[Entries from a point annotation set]
::::

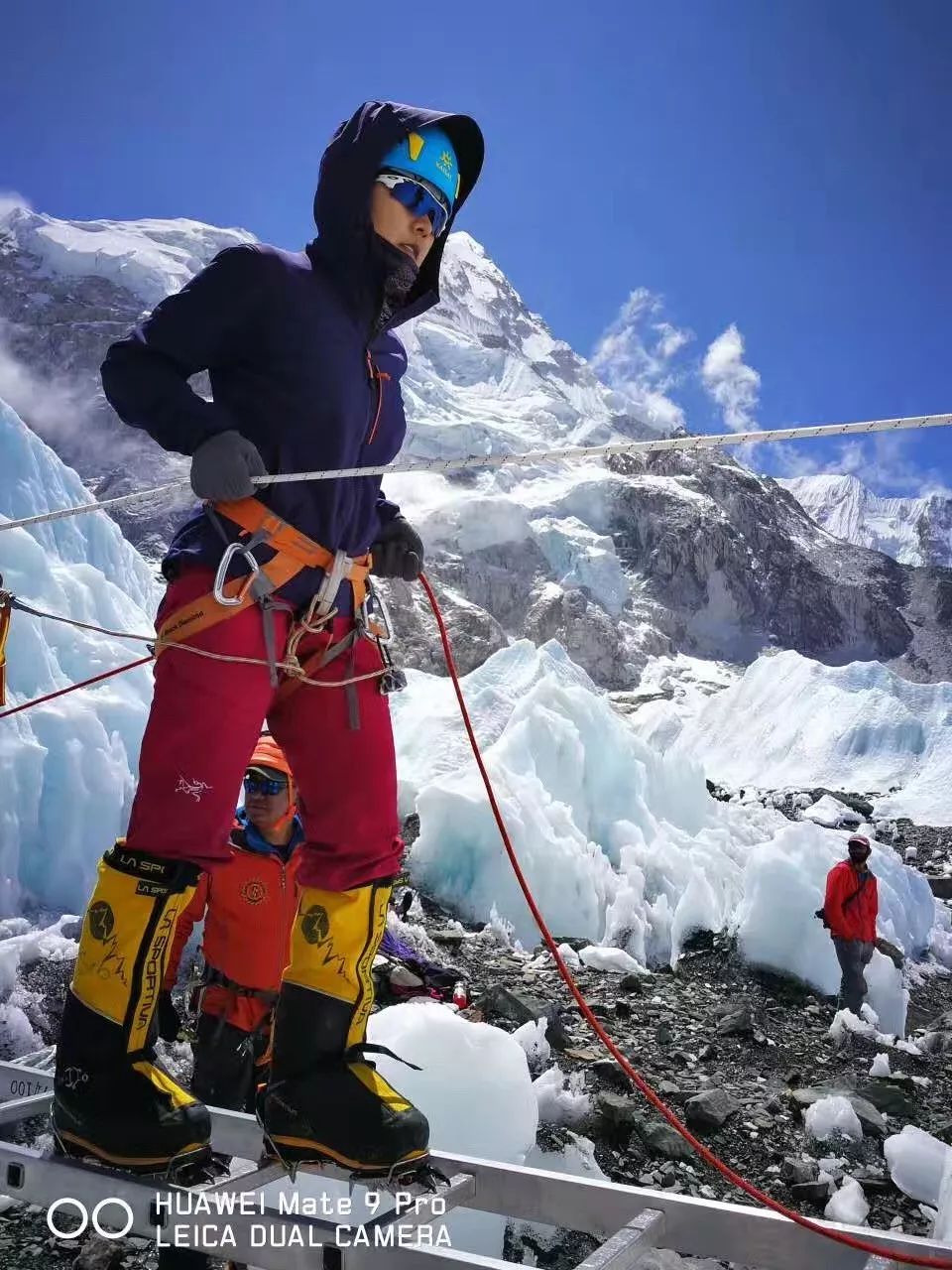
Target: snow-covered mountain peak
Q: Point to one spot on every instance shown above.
(617, 562)
(915, 531)
(150, 258)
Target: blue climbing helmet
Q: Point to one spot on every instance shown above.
(428, 159)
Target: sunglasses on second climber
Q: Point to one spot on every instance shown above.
(416, 197)
(266, 785)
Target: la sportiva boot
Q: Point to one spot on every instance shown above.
(325, 1100)
(111, 1098)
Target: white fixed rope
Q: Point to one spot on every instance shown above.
(809, 432)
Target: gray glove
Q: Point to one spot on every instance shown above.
(398, 552)
(223, 465)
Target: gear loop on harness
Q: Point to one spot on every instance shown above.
(229, 554)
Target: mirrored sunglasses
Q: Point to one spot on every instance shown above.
(264, 785)
(416, 198)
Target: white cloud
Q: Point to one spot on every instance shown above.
(10, 200)
(635, 356)
(54, 405)
(734, 385)
(888, 463)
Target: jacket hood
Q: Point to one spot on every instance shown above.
(341, 204)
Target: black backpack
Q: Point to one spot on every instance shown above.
(821, 912)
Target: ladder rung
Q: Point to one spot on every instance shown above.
(626, 1247)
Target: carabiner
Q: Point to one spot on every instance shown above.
(231, 550)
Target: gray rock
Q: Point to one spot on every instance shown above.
(797, 1173)
(737, 1023)
(869, 1116)
(608, 1071)
(99, 1254)
(617, 1111)
(892, 1097)
(522, 1007)
(634, 983)
(660, 1139)
(711, 1109)
(664, 1035)
(815, 1194)
(448, 939)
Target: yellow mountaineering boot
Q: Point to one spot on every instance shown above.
(325, 1101)
(109, 1097)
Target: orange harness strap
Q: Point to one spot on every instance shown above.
(5, 615)
(294, 553)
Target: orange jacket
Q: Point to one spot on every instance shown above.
(249, 906)
(857, 921)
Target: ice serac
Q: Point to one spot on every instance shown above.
(915, 531)
(619, 562)
(792, 721)
(67, 765)
(620, 844)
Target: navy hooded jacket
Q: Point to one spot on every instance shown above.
(290, 345)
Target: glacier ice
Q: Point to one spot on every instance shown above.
(70, 762)
(792, 721)
(918, 1164)
(833, 1115)
(848, 1206)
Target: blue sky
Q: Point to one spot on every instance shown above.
(743, 208)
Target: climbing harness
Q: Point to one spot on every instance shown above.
(295, 552)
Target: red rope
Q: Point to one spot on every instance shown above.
(635, 1078)
(75, 688)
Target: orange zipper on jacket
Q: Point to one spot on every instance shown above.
(376, 377)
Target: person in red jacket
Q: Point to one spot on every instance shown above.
(249, 906)
(851, 908)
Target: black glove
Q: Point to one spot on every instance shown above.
(168, 1016)
(398, 553)
(223, 465)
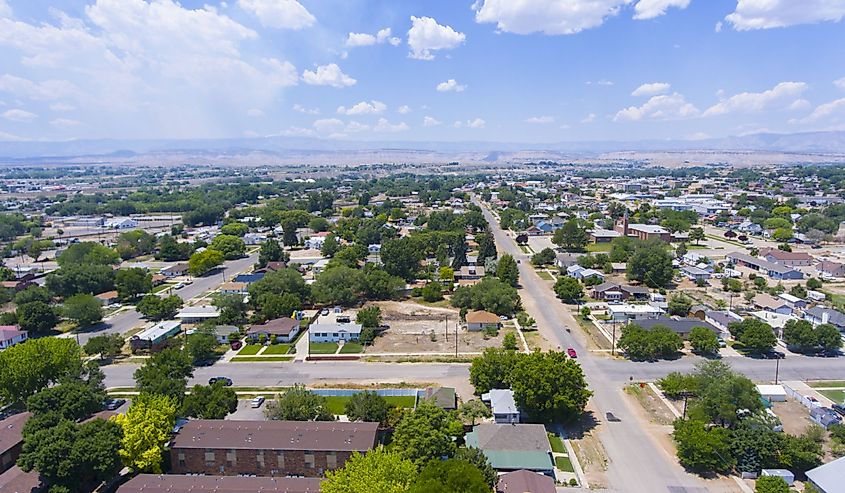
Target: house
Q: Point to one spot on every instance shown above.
(175, 483)
(11, 335)
(792, 259)
(626, 312)
(176, 270)
(481, 320)
(502, 405)
(523, 481)
(827, 478)
(285, 329)
(197, 314)
(765, 301)
(818, 315)
(512, 447)
(267, 448)
(155, 337)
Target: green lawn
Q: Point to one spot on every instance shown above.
(261, 359)
(557, 444)
(277, 349)
(322, 347)
(564, 464)
(352, 348)
(250, 350)
(337, 404)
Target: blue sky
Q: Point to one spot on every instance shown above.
(493, 70)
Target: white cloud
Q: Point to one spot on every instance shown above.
(19, 115)
(767, 14)
(782, 96)
(652, 89)
(662, 107)
(427, 36)
(649, 9)
(328, 75)
(431, 122)
(363, 108)
(364, 39)
(326, 125)
(450, 85)
(385, 126)
(308, 111)
(284, 14)
(65, 122)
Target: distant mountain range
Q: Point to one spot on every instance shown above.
(19, 152)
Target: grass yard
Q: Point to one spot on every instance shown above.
(250, 350)
(276, 349)
(261, 359)
(557, 444)
(322, 348)
(337, 404)
(352, 348)
(564, 464)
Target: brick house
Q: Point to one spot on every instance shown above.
(268, 448)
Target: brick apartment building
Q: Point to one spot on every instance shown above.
(267, 448)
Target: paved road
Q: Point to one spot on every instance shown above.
(128, 319)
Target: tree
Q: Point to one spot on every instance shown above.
(107, 346)
(473, 410)
(214, 401)
(492, 369)
(702, 449)
(367, 406)
(37, 317)
(572, 236)
(549, 386)
(84, 309)
(379, 471)
(299, 404)
(704, 340)
(131, 283)
(568, 289)
(165, 373)
(507, 270)
(424, 434)
(204, 261)
(450, 476)
(147, 426)
(231, 247)
(156, 308)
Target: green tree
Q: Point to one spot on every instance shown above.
(379, 471)
(507, 270)
(367, 406)
(424, 434)
(214, 401)
(549, 386)
(147, 426)
(704, 340)
(299, 404)
(84, 309)
(131, 283)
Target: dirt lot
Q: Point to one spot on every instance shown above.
(411, 326)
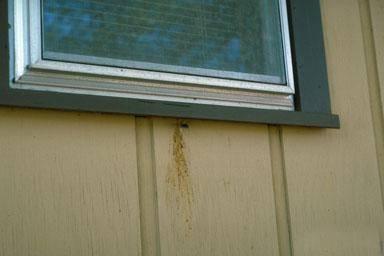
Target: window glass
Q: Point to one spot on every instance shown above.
(236, 39)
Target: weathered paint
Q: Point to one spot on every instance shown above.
(93, 184)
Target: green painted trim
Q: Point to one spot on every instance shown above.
(312, 94)
(74, 102)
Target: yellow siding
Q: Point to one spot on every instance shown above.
(94, 184)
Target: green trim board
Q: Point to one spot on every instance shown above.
(309, 90)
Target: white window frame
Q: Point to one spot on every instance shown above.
(32, 72)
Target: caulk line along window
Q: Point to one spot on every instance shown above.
(210, 52)
(254, 61)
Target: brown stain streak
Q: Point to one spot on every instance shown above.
(179, 179)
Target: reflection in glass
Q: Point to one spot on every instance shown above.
(238, 39)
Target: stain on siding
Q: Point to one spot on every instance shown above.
(179, 180)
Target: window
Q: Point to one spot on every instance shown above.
(228, 60)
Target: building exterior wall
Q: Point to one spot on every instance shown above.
(76, 183)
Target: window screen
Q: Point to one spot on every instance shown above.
(235, 39)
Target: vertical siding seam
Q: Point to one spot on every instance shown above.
(149, 217)
(283, 219)
(373, 87)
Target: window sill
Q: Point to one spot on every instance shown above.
(52, 100)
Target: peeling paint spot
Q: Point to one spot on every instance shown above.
(179, 179)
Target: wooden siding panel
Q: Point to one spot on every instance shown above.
(377, 12)
(332, 175)
(68, 184)
(215, 193)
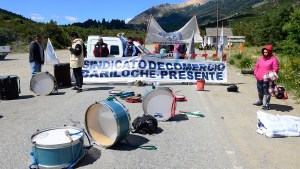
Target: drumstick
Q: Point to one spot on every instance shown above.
(68, 135)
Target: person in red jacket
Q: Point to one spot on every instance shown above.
(266, 63)
(101, 49)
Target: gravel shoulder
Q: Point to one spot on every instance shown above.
(225, 138)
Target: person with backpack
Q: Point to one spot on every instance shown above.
(36, 54)
(77, 60)
(100, 49)
(267, 63)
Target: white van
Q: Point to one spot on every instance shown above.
(114, 44)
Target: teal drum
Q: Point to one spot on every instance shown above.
(107, 122)
(57, 147)
(159, 103)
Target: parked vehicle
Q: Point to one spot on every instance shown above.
(4, 50)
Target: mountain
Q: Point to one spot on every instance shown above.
(205, 10)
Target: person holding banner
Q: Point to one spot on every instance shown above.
(130, 49)
(36, 54)
(77, 60)
(101, 49)
(267, 63)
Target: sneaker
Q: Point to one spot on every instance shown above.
(79, 90)
(266, 107)
(75, 88)
(259, 103)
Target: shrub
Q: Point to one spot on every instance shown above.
(246, 63)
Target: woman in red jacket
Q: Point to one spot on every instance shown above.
(266, 63)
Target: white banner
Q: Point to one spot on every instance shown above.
(51, 57)
(150, 68)
(156, 34)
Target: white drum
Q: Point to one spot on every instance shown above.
(42, 83)
(58, 147)
(160, 103)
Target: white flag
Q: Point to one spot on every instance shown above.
(51, 57)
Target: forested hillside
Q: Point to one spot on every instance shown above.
(17, 31)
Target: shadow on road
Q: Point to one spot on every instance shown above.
(26, 96)
(179, 117)
(99, 88)
(92, 155)
(282, 108)
(57, 94)
(134, 142)
(7, 60)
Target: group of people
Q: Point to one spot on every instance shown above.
(176, 48)
(267, 62)
(37, 55)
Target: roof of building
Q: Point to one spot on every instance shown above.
(213, 31)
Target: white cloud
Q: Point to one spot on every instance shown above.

::::

### Exercise directions
Can you write out everything from the line containing "Target: jacket hood" down to the line containing "(626, 1247)", swapping "ladder rung" for "ladder step" and leaving the rest of those lines unchanged?

### Exercise response
Target: jacket hood
Q: Point to one spot on every instance shown above.
(341, 204)
Target: black backpack
Q: Point to one spot on every instance shown above.
(821, 912)
Target: ladder step
Q: Point to one spot on every instance shown above.
(626, 1247)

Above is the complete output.